● **What you will do**: Gather each line of the data below that contains the word "railing" and copy it out in full. Case counts.

● **Provided records**:
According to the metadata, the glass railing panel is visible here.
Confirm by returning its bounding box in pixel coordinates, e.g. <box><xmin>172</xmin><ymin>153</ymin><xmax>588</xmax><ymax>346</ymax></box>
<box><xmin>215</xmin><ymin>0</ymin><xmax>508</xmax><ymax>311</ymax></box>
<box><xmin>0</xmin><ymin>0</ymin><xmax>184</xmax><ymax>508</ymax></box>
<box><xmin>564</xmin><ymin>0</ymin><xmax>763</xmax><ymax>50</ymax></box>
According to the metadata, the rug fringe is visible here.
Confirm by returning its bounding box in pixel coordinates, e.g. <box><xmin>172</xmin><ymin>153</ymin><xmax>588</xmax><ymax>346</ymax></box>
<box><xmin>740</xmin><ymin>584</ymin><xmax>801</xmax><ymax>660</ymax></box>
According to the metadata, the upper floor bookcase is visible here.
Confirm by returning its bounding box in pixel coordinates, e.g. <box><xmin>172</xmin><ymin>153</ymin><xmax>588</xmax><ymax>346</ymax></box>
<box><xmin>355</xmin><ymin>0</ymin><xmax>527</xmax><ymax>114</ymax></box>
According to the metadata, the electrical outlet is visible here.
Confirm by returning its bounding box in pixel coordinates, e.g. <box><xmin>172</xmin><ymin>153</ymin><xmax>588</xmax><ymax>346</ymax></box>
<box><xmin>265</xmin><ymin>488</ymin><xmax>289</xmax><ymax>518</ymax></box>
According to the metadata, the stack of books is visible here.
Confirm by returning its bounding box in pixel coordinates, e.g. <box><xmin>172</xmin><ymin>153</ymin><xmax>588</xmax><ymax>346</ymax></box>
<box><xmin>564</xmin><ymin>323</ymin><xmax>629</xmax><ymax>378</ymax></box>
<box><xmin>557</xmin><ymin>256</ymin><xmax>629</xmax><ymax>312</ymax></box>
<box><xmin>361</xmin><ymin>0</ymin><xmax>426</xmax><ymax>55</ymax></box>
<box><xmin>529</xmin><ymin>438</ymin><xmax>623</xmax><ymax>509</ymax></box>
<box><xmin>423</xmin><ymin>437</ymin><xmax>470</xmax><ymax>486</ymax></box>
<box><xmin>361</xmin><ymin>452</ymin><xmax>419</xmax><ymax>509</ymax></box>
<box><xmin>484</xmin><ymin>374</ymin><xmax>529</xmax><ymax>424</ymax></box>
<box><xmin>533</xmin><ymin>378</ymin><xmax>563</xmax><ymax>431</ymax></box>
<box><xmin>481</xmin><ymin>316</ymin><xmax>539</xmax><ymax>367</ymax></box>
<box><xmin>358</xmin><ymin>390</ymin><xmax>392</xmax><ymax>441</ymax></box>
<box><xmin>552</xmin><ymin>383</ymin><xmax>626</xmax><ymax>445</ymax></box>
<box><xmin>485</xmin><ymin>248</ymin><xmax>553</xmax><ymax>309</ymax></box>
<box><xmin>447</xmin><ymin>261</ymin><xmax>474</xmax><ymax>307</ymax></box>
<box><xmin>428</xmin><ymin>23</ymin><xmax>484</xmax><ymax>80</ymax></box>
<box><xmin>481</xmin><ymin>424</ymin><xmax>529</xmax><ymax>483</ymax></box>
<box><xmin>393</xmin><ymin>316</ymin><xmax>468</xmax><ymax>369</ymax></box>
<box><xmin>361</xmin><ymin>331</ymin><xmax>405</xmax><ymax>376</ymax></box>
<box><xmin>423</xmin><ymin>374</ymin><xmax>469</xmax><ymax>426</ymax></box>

● **Written response**:
According to the metadata, the glass railing panel is visible here.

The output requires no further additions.